WHAT IS BEING ASKED:
Please collect and copy out every line in the rows below that contains the word "mirror". Matching is case-sensitive.

Stored records:
=======

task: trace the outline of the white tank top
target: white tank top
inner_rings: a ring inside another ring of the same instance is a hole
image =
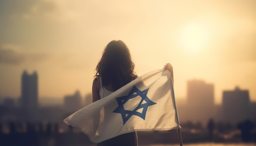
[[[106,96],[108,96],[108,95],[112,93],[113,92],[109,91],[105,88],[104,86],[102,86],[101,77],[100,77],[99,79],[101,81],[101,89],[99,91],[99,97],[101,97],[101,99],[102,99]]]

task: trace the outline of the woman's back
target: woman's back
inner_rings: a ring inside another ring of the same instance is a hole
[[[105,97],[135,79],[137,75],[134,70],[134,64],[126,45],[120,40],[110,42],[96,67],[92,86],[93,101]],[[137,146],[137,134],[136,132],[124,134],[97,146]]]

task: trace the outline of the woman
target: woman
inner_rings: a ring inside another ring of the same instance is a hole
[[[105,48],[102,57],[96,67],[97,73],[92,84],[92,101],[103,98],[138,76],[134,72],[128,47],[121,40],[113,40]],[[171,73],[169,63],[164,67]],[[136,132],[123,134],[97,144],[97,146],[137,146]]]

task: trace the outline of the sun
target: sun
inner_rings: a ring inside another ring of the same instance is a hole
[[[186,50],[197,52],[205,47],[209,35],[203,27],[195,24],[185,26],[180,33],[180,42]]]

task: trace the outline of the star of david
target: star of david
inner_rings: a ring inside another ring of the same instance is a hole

=======

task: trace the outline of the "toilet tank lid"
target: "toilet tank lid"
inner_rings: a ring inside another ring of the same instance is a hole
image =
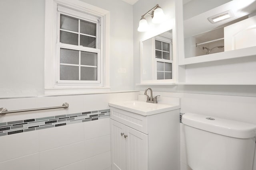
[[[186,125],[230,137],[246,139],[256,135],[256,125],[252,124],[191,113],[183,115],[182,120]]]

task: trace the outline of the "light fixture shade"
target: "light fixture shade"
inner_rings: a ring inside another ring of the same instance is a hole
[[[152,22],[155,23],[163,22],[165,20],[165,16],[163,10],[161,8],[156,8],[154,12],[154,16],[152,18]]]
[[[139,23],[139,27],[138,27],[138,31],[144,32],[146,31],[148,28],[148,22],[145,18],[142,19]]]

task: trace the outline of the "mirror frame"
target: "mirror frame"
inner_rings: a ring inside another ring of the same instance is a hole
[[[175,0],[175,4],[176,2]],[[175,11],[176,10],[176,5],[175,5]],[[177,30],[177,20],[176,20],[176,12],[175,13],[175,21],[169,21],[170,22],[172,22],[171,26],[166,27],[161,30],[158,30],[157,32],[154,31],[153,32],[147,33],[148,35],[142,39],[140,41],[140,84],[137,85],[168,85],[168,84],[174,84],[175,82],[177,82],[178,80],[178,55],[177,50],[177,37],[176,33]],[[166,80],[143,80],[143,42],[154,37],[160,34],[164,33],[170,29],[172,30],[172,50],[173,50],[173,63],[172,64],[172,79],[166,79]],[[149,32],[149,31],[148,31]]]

=======

TASK OUTPUT:
task: trace the outline of the "mirror frame"
target: "mirror frame"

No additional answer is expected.